-- start DATASET --

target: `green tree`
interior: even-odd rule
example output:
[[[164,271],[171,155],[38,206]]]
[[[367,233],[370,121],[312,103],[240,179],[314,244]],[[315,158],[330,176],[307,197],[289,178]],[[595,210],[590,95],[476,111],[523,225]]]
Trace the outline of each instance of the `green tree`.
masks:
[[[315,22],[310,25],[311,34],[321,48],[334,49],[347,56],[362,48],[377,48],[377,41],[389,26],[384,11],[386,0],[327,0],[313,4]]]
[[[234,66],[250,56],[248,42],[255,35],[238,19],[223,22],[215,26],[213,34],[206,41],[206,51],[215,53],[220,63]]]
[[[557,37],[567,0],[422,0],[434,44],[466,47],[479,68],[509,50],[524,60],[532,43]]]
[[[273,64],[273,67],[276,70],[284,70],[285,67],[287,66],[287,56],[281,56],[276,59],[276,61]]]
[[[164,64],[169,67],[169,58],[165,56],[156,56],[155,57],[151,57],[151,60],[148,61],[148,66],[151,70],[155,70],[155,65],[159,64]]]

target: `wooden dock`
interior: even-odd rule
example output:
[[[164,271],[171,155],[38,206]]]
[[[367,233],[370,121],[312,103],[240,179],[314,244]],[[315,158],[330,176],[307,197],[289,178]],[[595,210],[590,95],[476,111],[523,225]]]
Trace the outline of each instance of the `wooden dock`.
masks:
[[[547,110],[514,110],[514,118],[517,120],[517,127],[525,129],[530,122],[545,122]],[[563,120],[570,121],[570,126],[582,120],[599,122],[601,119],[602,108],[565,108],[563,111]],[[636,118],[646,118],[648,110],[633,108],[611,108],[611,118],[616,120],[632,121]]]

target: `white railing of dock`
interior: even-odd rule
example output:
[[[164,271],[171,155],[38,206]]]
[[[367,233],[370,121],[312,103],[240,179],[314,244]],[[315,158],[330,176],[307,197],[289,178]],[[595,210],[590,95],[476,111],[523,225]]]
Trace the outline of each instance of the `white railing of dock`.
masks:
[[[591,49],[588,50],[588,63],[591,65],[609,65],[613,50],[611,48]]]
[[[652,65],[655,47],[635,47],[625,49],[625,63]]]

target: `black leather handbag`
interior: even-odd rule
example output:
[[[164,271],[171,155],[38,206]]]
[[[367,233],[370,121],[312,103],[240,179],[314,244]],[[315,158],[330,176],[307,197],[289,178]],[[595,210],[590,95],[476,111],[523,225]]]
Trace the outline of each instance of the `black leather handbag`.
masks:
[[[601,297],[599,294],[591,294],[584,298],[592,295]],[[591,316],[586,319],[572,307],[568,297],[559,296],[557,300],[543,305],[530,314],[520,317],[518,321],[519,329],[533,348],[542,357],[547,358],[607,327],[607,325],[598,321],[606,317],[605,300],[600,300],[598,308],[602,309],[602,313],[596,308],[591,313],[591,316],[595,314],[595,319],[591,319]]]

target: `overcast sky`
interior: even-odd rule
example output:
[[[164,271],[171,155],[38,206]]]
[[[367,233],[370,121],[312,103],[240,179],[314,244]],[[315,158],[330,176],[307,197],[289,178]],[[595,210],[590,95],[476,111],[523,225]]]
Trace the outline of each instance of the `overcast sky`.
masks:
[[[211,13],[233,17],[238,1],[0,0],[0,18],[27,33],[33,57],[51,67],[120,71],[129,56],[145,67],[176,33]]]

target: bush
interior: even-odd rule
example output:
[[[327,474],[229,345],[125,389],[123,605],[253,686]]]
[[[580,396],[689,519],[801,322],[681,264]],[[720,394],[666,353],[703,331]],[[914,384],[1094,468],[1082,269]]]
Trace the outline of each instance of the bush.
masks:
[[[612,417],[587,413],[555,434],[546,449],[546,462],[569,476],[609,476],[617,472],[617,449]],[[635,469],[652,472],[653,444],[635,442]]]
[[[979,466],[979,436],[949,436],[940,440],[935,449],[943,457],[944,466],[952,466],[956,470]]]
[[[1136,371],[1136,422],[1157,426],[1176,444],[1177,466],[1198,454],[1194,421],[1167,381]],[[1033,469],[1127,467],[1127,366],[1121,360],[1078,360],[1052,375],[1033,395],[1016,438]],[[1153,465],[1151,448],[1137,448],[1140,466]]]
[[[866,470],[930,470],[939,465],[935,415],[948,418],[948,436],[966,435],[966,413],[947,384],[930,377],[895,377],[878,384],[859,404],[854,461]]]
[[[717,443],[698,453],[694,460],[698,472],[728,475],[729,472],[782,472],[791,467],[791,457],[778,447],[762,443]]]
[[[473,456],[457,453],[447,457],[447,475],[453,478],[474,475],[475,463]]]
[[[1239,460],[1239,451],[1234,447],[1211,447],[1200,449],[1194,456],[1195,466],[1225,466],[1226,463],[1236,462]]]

-- end DATASET --
-- start DATASET --

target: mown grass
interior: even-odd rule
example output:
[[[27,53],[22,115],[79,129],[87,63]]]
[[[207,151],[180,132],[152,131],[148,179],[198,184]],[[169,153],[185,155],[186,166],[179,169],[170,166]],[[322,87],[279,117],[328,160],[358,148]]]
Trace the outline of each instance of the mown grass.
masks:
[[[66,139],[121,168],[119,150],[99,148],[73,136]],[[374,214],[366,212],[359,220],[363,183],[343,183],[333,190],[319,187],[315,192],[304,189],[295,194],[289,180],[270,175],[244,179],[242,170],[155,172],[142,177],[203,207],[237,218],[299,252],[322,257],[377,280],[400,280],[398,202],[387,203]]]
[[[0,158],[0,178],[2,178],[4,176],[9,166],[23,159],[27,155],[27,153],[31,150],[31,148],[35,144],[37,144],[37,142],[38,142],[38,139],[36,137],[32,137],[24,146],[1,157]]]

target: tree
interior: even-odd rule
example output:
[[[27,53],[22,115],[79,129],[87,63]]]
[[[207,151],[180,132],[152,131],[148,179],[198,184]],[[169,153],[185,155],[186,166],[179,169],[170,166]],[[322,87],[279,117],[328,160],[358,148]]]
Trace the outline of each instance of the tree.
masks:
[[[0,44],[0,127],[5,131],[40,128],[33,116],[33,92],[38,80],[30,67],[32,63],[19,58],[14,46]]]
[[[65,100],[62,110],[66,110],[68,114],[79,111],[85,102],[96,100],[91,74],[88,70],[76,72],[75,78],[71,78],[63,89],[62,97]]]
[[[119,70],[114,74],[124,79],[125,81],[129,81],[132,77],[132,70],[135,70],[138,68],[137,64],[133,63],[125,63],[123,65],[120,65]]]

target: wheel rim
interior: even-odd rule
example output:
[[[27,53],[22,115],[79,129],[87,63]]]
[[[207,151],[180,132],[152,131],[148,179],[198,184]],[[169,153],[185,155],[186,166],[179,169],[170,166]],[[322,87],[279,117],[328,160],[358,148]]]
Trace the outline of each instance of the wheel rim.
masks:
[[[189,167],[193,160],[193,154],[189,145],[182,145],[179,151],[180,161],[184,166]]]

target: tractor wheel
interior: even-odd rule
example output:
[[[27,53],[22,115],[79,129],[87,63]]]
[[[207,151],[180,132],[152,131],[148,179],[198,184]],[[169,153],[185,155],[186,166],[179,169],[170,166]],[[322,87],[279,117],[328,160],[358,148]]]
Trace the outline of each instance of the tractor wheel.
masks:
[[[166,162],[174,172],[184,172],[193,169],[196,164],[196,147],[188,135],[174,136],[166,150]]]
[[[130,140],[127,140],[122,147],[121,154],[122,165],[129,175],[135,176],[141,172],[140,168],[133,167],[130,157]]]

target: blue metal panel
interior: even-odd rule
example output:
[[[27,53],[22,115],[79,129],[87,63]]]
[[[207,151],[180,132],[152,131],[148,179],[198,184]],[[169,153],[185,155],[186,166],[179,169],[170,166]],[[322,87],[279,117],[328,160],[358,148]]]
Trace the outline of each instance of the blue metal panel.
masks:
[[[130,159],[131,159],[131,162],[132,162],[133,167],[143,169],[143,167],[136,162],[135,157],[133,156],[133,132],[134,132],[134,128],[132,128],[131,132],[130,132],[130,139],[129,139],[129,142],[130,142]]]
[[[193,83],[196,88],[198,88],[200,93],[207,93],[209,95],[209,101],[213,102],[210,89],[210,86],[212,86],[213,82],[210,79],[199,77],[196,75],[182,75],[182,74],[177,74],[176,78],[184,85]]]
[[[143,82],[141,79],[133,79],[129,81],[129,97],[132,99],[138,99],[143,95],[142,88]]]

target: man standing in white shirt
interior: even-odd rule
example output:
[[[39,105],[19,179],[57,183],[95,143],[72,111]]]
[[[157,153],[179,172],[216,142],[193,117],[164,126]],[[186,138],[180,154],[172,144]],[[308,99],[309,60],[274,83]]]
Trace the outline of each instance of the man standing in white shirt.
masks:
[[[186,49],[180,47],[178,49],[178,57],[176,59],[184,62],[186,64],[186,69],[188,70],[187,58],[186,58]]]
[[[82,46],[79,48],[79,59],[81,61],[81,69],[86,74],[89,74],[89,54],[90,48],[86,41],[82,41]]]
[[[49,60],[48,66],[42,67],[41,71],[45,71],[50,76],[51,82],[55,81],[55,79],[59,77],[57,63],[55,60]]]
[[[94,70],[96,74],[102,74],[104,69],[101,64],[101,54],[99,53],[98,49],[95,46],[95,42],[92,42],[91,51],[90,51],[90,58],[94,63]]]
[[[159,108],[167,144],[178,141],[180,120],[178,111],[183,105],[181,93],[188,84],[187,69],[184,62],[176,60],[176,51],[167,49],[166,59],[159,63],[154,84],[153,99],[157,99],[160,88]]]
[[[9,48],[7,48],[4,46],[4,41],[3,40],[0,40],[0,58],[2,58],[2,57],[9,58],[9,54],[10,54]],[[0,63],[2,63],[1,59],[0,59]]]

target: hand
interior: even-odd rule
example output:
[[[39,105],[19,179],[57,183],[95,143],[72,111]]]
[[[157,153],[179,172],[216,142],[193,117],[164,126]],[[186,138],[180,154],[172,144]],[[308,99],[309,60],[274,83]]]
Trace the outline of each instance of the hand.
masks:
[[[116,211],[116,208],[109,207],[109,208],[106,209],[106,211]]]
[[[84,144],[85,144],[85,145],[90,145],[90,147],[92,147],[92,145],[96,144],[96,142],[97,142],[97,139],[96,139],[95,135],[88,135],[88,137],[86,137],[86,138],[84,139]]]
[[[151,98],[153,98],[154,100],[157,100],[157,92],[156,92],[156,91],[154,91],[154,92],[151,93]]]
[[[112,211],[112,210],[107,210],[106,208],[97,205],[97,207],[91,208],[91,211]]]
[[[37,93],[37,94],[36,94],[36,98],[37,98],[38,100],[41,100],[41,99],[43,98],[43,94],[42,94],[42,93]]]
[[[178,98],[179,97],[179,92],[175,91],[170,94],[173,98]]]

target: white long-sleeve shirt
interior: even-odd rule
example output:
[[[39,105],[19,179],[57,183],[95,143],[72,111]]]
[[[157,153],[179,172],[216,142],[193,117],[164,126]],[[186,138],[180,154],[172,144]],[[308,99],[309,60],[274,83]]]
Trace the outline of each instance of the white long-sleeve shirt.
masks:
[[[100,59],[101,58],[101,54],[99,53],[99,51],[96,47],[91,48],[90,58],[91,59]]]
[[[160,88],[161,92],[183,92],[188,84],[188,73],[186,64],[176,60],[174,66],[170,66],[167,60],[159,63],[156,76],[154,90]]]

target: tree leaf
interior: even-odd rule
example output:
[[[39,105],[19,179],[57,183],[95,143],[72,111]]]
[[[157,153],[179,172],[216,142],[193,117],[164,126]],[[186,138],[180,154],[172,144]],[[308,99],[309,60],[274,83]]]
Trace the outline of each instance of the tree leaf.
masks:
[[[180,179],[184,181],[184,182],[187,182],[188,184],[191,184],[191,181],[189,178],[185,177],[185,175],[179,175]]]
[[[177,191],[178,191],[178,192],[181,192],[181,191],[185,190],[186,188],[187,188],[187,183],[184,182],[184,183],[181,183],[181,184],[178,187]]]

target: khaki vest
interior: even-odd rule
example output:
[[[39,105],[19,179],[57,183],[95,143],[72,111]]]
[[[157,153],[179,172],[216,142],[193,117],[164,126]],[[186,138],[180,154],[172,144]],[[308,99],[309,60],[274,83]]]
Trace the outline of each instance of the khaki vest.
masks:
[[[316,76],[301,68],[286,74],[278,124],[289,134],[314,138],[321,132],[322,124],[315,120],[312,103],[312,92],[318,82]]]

-- end DATASET --

WHAT THE TASK ASKS: Reproduce the records from the line with "target: hand" up to and including the line with "[[[178,98],[179,97],[179,92],[175,91],[170,94],[173,98]]]", renaming "example output" to "sample output" and leaving all else unchanged.

THE COMPLETED TASK:
target: hand
interior: even-odd rule
sample output:
[[[39,105],[19,179],[57,183],[95,143],[72,111]]]
[[[157,153],[179,172],[216,142],[193,117],[164,126]],[[186,138],[180,154],[172,144]],[[308,99],[309,60],[274,83]]]
Trace the outline of each instance of the hand.
masks:
[[[116,211],[116,208],[109,207],[109,208],[106,209],[106,211]]]
[[[84,144],[85,144],[85,145],[90,145],[90,147],[92,147],[92,145],[96,144],[96,142],[97,142],[97,139],[96,139],[95,135],[88,135],[88,137],[86,137],[86,138],[84,139]]]
[[[151,98],[153,98],[154,100],[157,100],[157,92],[156,92],[156,91],[154,91],[154,92],[151,93]]]
[[[112,211],[112,210],[107,210],[106,208],[97,205],[97,207],[91,208],[91,211]]]
[[[37,93],[37,94],[36,94],[36,98],[37,98],[38,100],[41,100],[41,99],[43,98],[43,94],[42,94],[42,93]]]
[[[178,98],[179,97],[179,92],[175,91],[170,94],[173,98]]]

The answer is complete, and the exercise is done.